Blocco di testo:
☆ ☆ ☆ ☆ ☆ ☆ ☆

Qual è il problema che ha la Roma? E per cosa sarebbe contento a fine stagione?
«Sarei contento se a fine stagione saremo tra le prime quattro in classifica. Un obiettivo da puntare, non facile ma possibile. Quando cambia allenatore i problemi ci sono sempre, ci sono passato un anno fa. Un cambio non è così raro nel mondo del calcio, ci sono dei problemi che non devo analizzare troppo. Devo partire da zero e in tre o quattro giorni non è possibile analizzare tutto. Per motivi di tifo le partite le ho viste tutte, un po’ in mente qualcosa ho perché è la squadra che conosco di più al mondo. E magari abbiamo accorciato un pochino l’iter». 

Questo è il momento giusto per tornare alla Roma?
«Era il momento giusto per rifiutare la Roma secondo te? La Roma non si rifiuta è un po’ quello che è successo a Pirlo che è partito dall’Under 23. Ci sono uomini che rifiutano e uomini che si buttano dentro. Non è un discorso di vezzo o nostalgia del passato. Ho fatto un’analisi veloce dei valori di questa squadra e l’unica ragione per cui avrei detto no se la squadra era mediocre e scarsa. Penso che la squadra sia forte e penso che il lavoro che dobbiamo improntare mi aiuti anche a sviluppare la mia carriera. Dove, lo vedremo». 

Per cosa vorrebbe che fosse ricordata la Roma di De Rossi?
«La frase il mio calcio mi fa venire i brividi. Il calcio non è mio. Se lo dicesse Guardiola potremmo ascoltarlo, lo stesso vale per De Zerbi, Simeone, Conte. Non penso di essere al loro livello. Non ho quel marchio di fabbrica, ma gli allenatori bravi li riconosci da come gioca la squadra. Se la nostra squadra alla fine del nostro percorso sarà riconoscibile e saprà cosa fare. Venire ricordato come uno che fa giocare le squadre bene e le fa vincere mi basta e mi avanza».

☆ ☆ ☆ ☆ ☆ ☆ ☆

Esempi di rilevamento
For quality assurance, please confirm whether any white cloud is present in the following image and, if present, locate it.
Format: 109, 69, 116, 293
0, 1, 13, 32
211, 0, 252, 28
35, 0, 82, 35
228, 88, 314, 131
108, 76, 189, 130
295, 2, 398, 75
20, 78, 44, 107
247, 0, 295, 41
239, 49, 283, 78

☆ ☆ ☆ ☆ ☆ ☆ ☆

Obiettivo: Prosegui l'intervista sulla Roma partendo dalla fine dell'ultima risposta riportata.

Risposta al compito:
Si è parlato di Europa League come traguardo nel contratto? Cosa si è detto di una permanenza nel futuro?
«I presidenti sono stati chiarissimi sulla durata del contratto e sul tenore della mia permanenza qui. Io ho detto ok, mettete quella cifra e voglio un bonus per la qualificazione in Champions. Non ho firmato in bianco, ma ho accettato la cifra che hanno messo loro. Non ci sono condizioni, rinnovi automatici, è un contratto di sei mesi, ho chiesto di giocarmi le mie carte e gli ho chiesto di trattarmi da allenatore, di non fare la leggenda e di non fare il giro di campo con Romolo. Ma su questo era d’accordo. Sanno che io dal primo secondo in cui è arrivato la chiamata, me la giocherò fino alla morte per rimanere qui. Sarò allenatore che proverà a mantenere questo posto con un gioco pulito per meritarmi la riconferma. Sarebbe un sogno». 

Si è fatto un’idea su come difendere?
«Inizio a innamorarmi di questo lavoro con Spalletti. La botta finale l’ha data Luis Enrique. Per me questo tipo di allenatori che portano tanti allenatori in fase offensiva e difendono a quattro smi hanno folgorato. Questa è una squadra che gioca a tre, costruita per giocare a tre. Ci prenderemo fino all’ultimo minuto per decidere, penso che magari faremo delle rotazioni che possono essere farraginose. Non tolgo dalle opportunità di cambiare in corso di partita o di stagione. Dipenderà dalla strategia di gara e l’avversario». 

Ha l’impressione di essere preso come effetto calmante per la piazza? È uno stimolo in più?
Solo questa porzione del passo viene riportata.